Ihre Aufgaben
A. Fassen Sie den Absatz des vorliegenden Textes über ChatGPT, der mit „Maschinelle Lernverfahren werden besser“ beginnt, als Stichpunktliste zusammen. Alle wesentlichen Aussagen sollen erhalten bleiben.
B. Nennen Sie alle Faktoren, von denen laut dem vorliegenden Text über ChatGPT abhängt, wie Unternehmen Chancen und Risiken solcher Technologien bewerten.
C. Führen Sie den vorliegenden Text über ChatGPT im Anschluss an seinen letzten Satz mit einem weiteren Absatz fort.

Vorliegender Text
----------

Künstliche Intelligenz als großer Demokratisator …

Wenn man so möchte, ja.

Risiken erkennen, Chancen definieren

Was sollten Unternehmen angesichts ChatGPT et al. jetzt tun?

Sie sollten sich damit beschäftigen, welche Chancen und Risiken Technologien wie ChatGPT für sie bereitstellen. Je nach Branche, Stadium und Risikobereitschaft wird die Bewertung unterschiedlich ausfallen.

Wir stehen am Anfang des klassischen Hype Cycle. Die Euphorie wird wieder abebben, eine nüchterne Abwägung von Chancen und Risiken wird kommen, wenn wir klarer sehen. 
Frank Enders, Head of Technology, Content & Solutions, Haufe-Lexware

Eins dürfen wir dabei nicht übersehen: Wir stehen gerade irgendwo am Beginn des klassischen Hype Cycle. Die erste Welle rollt gerade an. Interesse und Euphorie sind groß, später wird die Begeisterung abflachen und Fehlschläge und Risiken werden mehr in den Fokus rücken. Und dann werden wir klarer sehen, wohin das alles führt, was geht und was nicht.

Und welche Rolle spielt Human Intelligence bei dem Ganzen?

Hier lohnt sich ein kurzer Exkurs zum Begriff Intelligenz. Selbst wenn es der Name suggeriert, hat KI nicht besonders viel mit natürlicher Intelligenz zu tun. So beruhen auch die aktuellen Methoden des maschinellen Lernens auf Statistik. Modelle werden für eine bestimmte Aufgabe mit Trainingsmaterial gefüttert und zum Lösen dieser Aufgabe trainiert. Wir sprechen auch jetzt noch nicht von einer „wirklichen“ und allgemeinen künstlichen Intelligenz, in der Fachsprache AGI (Artificial General Intelligence) genannt. Und die Frage bleibt, ob sie jemals erreicht wird.

Maschinelle Lernverfahren werden besser und funktionieren selbständiger. Auch dadurch, dass immer größere Datenmengen herangezogen werden können. Trotzdem sind auch beim Training von ChatGPT weiterhin Menschen involviert, die das Modell optimieren. Wir sprechen hier von Reinforcement Learning. Ebenso sind die eingebauten Schutzmechanismen, die verhindern sollen, dass ChatGPT für illegale oder unethische Zwecke verwendet wird, von Menschen gemacht.

Ohne Human Intelligence wird es nie gehen

Ganz wichtig bleibt Human Intelligence beim Bewerten der Ergebnisse. Eine der Eigenheiten von ChatGPT ist, dass man den Ausgaben nicht ansehen kann, ob sie wahr oder falsch sind. Das zu bewerten, wird auf der anderen Seite immer schwieriger, da sich viel schwerer nachvollziehen lässt, welche Informationen woher stammen. Zuverlässige Informationsquellen werden also immer wichtiger.

----------

Aufgeführte Einträge
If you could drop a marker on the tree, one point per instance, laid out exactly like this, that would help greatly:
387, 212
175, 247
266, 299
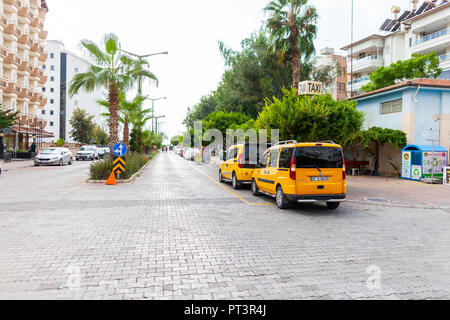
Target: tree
82, 126
310, 119
100, 136
380, 136
175, 140
419, 66
206, 105
7, 118
111, 70
126, 111
60, 142
292, 24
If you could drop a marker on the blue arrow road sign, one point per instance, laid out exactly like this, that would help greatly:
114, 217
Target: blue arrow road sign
120, 149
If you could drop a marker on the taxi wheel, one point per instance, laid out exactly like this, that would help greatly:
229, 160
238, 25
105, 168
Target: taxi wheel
281, 199
255, 190
333, 205
235, 182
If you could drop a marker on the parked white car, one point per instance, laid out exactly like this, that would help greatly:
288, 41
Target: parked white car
54, 156
87, 153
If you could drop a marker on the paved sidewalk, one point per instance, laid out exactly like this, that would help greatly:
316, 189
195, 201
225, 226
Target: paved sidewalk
398, 191
10, 166
391, 191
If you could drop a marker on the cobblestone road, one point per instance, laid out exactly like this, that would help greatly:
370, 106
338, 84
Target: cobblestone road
177, 234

----------

Ergebnisse je Aufgabe
A.
- Maschinelle Lernverfahren werden besser und arbeiten selbständiger, auch weil immer größere Datenmengen herangezogen werden können.
- Beim Training von ChatGPT optimieren weiterhin Menschen das Modell (Reinforcement Learning).
- Die Schutzmechanismen gegen eine Verwendung von ChatGPT für illegale oder unethische Zwecke sind von Menschen gemacht.

B.
- Branche
- Stadium
- Risikobereitschaft

C.
Wie geht es in Sachen KI weiter? In der Medizin, in der Landwirtschaft und in der Industriefertigung ist sie ja bereits etabliert.

Künstliche Intelligenz und maschinelle Lernverfahren sind schon an vielen Stellen unseres Alltags nicht mehr wegzudenken. Durch die aktuellen Entwicklungen wird diese Tendenz einen starken Schub bekommen, da immer mächtigere Verfahren einer immer breiteren Masse mit sinkenden Einstiegshürden zugänglich sind.

Technischer Fortschritt hat immer auch Ängste geschürt. In der breiten Masse hat er allerdings dazu beigetragen, dass wir heute mehr Arbeitsplätze, eine bessere Gesundheitsversorgung und höhere Lebenserwartung haben als in der Vergangenheit.
Frank Enders, Head of Technology, Content & Solutions, Haufe-Lexware

Sascha Lobo hat neulich gefragt, wo unser Aufruhr wegen KI bleibe, sie stelle vieles infrage. Siehst Du Risiken oder überwiegen die Chancen?

Technischer Fortschritt hat immer auch Ängste geschürt. In der breiten Masse hat er allerdings dazu beigetragen, dass wir heute mehr Arbeitsplätze, eine bessere gesundheitliche Versorgung und höhere Lebenserwartung haben als in der Vergangenheit. Ich denke, das wird auch dieses Mal der Fall sein. Trotzdem gilt es, genau auf die Risiken zu achten und Maßnahmen zu ergreifen, die die Risiken minimieren und möglichen Missbrauch der KI verhindern. Und immer wichtiger wird, den verantwortungsbewussten Umgang mit Technologie zu verinnerlichen. Wir alle müssen die Mensch-Maschine-Kommunikation lernen, und das hört nicht auf.